#### REQUIREMENTS
Collect every line in the items below that contains the string "pink", matching case exactly.

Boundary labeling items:
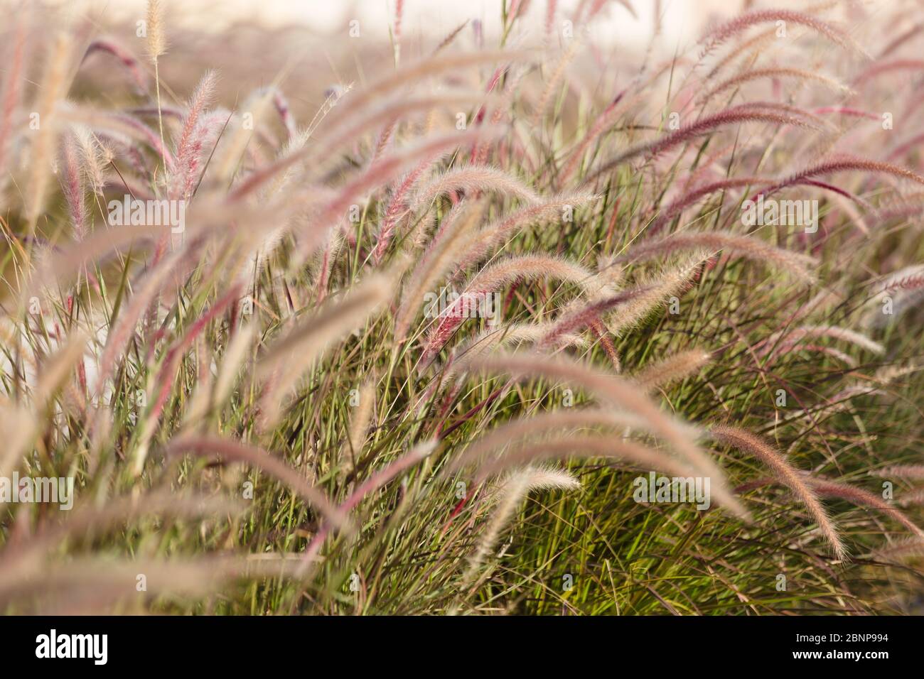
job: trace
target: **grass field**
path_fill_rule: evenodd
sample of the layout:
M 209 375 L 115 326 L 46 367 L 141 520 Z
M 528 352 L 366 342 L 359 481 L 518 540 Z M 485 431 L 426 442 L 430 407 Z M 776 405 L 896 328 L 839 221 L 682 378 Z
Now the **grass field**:
M 924 612 L 921 6 L 640 4 L 17 12 L 0 609 Z

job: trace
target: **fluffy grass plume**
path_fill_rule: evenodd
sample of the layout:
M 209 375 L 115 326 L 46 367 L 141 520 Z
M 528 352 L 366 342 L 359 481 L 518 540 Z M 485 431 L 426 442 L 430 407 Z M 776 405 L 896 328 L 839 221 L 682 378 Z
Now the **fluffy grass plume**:
M 920 3 L 58 5 L 0 26 L 0 611 L 919 612 Z

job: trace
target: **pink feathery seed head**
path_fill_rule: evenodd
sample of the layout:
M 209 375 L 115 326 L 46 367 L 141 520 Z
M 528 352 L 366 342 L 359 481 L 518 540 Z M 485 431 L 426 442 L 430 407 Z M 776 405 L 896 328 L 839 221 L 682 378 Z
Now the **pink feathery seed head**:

#### REPLY TO THE TASK
target: **pink feathery seed head**
Now the **pink feathery seed head**:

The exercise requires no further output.